→ PROVIDED RECORDS:
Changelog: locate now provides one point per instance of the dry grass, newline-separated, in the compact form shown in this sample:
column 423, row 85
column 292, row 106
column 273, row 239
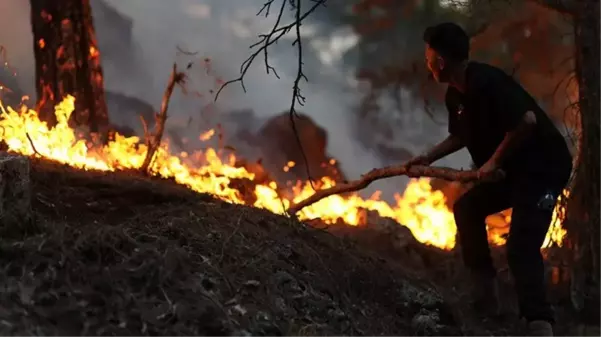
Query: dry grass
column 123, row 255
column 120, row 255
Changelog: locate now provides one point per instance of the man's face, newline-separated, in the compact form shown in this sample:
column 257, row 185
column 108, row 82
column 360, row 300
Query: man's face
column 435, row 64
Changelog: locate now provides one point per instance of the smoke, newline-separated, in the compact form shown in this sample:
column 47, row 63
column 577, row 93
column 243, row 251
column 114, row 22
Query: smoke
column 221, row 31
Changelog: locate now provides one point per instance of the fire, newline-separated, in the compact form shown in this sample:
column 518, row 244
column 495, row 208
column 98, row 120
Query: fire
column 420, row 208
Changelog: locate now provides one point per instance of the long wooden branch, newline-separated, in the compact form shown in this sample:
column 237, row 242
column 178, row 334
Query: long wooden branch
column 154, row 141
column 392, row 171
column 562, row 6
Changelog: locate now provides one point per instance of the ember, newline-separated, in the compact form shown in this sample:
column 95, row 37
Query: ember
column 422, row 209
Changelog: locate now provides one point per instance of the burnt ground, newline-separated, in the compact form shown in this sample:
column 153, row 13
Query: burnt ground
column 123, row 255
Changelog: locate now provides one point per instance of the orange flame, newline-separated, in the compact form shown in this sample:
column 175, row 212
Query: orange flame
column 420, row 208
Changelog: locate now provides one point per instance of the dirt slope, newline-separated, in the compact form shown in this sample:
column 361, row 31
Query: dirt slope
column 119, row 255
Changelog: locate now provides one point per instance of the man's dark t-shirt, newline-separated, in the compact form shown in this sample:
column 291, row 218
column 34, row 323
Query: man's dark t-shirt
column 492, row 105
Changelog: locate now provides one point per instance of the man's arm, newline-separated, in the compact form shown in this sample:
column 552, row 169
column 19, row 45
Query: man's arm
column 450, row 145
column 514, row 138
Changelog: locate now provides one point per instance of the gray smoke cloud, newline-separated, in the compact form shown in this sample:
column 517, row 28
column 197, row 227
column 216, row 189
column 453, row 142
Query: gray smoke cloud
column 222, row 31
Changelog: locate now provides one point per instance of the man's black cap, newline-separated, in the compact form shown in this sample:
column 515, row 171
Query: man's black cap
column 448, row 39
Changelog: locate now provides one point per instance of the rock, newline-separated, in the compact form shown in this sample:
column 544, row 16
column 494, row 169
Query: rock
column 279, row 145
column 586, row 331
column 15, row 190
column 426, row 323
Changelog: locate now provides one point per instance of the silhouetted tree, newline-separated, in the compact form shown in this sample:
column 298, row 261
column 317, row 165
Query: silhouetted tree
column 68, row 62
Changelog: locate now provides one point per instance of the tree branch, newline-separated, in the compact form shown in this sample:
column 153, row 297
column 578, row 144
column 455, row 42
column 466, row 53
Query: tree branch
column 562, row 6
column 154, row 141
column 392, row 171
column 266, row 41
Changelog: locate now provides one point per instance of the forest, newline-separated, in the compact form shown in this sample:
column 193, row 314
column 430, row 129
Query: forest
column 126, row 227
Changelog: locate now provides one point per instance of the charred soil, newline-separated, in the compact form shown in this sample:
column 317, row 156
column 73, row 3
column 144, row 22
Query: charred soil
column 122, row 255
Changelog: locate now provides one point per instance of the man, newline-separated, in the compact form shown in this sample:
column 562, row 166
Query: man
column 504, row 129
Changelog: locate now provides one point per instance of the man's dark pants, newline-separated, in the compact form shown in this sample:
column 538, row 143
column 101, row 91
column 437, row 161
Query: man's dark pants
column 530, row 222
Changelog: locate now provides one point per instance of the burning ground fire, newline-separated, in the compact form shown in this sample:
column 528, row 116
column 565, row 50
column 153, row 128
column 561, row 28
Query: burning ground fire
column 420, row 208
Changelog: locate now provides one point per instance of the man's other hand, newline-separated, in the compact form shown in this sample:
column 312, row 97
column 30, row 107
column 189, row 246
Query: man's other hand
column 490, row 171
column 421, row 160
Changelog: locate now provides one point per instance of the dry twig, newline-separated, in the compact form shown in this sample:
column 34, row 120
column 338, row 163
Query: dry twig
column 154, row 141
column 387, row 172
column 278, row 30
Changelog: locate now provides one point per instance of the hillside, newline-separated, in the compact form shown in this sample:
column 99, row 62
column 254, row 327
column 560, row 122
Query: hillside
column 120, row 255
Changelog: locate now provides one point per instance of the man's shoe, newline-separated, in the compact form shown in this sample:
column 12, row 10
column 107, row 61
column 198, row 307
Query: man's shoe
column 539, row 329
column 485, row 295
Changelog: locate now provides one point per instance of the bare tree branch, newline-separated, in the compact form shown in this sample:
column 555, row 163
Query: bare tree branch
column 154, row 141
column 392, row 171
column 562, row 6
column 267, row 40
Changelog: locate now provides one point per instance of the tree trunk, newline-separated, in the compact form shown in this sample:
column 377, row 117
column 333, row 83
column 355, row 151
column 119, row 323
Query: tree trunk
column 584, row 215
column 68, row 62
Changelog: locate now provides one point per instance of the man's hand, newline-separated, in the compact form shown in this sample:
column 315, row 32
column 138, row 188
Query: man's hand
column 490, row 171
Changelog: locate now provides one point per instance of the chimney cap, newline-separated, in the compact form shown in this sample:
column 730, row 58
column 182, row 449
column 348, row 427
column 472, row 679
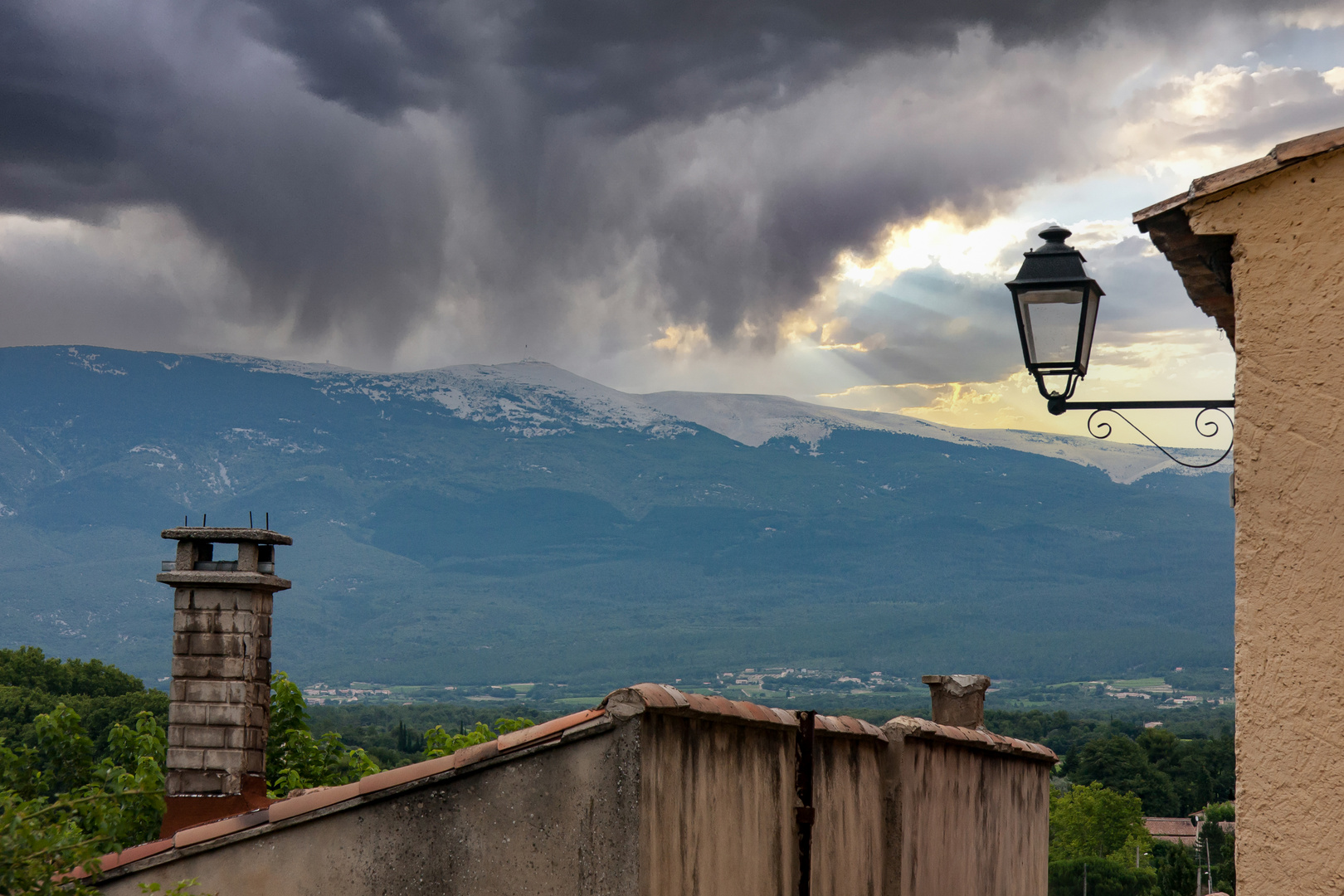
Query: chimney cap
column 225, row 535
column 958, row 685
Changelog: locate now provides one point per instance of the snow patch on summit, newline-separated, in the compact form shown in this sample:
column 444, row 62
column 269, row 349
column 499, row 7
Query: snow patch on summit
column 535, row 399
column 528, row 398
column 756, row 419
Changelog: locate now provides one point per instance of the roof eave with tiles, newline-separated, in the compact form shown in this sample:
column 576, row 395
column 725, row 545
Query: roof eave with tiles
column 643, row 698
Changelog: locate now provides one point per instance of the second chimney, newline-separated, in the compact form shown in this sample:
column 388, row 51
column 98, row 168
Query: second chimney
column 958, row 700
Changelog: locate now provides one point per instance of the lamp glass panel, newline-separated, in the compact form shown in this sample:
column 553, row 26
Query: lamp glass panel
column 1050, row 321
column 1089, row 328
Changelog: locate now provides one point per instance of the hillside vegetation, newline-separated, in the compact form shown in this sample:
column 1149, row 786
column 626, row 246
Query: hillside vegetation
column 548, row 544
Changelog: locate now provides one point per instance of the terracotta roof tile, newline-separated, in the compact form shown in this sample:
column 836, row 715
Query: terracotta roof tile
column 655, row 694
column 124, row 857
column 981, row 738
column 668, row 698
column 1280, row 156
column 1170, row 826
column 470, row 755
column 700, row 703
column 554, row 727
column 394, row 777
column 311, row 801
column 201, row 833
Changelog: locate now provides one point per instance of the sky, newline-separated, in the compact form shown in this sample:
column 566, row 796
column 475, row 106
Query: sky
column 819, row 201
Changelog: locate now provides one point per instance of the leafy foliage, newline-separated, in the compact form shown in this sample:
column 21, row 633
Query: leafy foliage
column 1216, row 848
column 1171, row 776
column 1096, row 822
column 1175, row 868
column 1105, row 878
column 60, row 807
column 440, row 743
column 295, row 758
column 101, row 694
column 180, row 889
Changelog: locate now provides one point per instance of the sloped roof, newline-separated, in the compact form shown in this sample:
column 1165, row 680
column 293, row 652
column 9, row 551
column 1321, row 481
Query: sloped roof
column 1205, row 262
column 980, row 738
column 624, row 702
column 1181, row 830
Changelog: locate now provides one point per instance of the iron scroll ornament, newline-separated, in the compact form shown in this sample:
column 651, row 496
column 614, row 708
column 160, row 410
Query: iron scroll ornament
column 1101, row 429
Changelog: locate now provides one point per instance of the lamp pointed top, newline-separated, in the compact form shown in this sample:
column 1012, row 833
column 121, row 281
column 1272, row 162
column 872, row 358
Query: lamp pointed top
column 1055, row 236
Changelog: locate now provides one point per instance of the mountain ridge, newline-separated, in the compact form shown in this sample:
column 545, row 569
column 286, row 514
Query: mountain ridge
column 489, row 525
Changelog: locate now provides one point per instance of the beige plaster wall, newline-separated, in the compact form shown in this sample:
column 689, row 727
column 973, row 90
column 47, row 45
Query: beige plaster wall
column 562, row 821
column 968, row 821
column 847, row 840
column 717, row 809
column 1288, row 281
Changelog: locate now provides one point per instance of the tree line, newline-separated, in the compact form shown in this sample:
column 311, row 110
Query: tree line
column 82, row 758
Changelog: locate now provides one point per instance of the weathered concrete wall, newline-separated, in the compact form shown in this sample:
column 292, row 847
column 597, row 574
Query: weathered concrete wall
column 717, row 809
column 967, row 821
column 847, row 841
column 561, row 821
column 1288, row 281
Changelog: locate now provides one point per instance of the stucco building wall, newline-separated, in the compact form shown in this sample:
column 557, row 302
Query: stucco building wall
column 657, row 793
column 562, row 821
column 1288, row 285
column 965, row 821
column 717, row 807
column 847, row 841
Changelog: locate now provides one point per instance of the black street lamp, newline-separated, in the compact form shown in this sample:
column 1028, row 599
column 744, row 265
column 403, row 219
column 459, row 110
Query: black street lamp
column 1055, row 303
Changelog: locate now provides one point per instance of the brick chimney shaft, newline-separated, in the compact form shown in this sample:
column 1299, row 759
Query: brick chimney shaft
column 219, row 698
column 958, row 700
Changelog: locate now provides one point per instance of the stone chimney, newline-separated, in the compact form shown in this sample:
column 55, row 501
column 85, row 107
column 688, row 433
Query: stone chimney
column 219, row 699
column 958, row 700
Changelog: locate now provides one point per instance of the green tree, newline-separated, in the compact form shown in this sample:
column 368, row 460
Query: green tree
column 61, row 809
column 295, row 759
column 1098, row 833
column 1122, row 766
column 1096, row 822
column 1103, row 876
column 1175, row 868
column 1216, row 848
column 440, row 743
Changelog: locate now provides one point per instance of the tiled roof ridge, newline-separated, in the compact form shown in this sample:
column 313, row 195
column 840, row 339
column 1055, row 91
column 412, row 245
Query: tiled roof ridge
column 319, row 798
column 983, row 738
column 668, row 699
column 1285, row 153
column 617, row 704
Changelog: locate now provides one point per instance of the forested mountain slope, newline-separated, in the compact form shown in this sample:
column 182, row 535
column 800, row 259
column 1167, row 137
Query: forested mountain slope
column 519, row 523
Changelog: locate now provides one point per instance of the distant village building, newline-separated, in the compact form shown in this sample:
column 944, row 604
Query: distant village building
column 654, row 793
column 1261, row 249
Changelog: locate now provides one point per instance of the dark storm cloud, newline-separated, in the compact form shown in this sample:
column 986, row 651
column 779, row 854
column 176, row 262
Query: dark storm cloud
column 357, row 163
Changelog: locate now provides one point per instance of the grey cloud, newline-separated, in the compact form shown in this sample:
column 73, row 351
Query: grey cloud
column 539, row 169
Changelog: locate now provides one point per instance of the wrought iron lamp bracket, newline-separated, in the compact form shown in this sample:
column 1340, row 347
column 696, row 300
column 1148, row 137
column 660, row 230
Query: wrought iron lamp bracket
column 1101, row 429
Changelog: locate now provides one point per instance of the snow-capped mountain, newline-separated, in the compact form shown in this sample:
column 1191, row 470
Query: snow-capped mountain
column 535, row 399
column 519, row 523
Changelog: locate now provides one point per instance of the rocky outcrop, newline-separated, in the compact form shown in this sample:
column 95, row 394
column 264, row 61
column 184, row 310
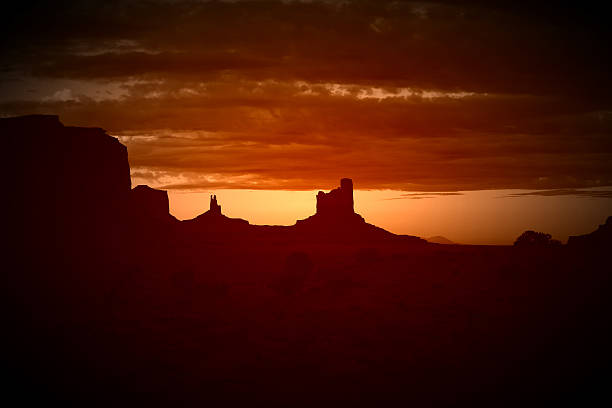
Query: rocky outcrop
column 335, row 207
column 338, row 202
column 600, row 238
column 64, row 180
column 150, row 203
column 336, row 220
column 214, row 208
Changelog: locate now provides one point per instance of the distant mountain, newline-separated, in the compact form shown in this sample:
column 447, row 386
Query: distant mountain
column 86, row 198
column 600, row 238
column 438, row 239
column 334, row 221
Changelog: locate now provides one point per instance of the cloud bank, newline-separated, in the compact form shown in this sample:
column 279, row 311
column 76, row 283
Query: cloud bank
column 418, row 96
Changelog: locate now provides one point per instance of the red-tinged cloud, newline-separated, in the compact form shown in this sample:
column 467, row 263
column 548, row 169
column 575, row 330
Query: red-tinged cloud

→ EXERCISE GOAL:
Reproduce the items from the line with "of the bare" to the line with "column 958, row 685", swapping "Query" for "Label" and leaving all else unchanged. Omit the pictures from your answer.

→ ANSWER TO THE EXERCISE:
Changelog: locate now provides one point per instance of the bare tree branch, newline-separated, in the compact form shown in this sample:
column 555, row 163
Label: bare tree branch
column 154, row 141
column 392, row 171
column 562, row 6
column 267, row 40
Changelog: locate now provides one point per instance of the tree trunk, newline-separated, in the compact form shown in this sample:
column 377, row 117
column 333, row 83
column 355, row 151
column 119, row 323
Label: tree trunk
column 584, row 215
column 68, row 62
Changelog: locate now provides one point per instance of the man's hand, newline-separated, in the compact form shown in this sample:
column 315, row 32
column 138, row 188
Label: man's hand
column 490, row 171
Changelog: locate now provides one point per instance of the chimney cap, newline-separated, in the compact form shown in this sample:
column 730, row 58
column 182, row 449
column 348, row 427
column 472, row 679
Label: chimney cap
column 225, row 535
column 958, row 685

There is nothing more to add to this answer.